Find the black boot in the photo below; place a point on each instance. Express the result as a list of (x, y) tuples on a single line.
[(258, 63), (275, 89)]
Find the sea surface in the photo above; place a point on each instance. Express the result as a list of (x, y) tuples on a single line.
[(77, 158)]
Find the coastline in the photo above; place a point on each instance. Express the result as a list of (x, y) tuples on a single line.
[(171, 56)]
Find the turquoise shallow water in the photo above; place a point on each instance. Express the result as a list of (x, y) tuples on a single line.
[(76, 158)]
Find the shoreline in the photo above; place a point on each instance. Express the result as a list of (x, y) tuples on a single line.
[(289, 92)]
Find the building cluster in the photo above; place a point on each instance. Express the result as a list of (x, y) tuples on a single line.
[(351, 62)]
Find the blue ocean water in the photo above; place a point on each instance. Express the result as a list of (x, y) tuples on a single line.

****************

→ WHAT YOU ARE ASKED TO DO
Turn all of the material above into a numbered list, skipping any blank lines.

→ RESULT OF THE EXERCISE
1. Find the black boot in the photo below; place a point on each instance. Express the result as a list of (x, y) tuples on a single line.
2. [(258, 63), (275, 89)]
3. Find the sea surface in the photo above; place a point on each instance. Express the result as a list of (x, y) tuples on a single line.
4. [(77, 158)]
5. Find the coastline in the photo above; place a point on each instance. Express the result as a list of (x, y) tuples on a single line.
6. [(171, 56)]
7. Find the turquoise shallow water in the photo above; place a point on each instance. Express the result as a list of (x, y) tuples on a single line.
8. [(76, 158)]
9. Find the shoreline in the photo above; place a point on each instance. Express the result as a list of (x, y) tuples on a single line.
10. [(289, 92)]
11. Find the building cluster in the photo above; place a point on each instance. Express the result as a list of (x, y) tuples on a single line.
12. [(351, 62)]
13. Find the blue ocean water in the photo above; place a point on each instance. Express the result as a list of (x, y) tuples on a single line.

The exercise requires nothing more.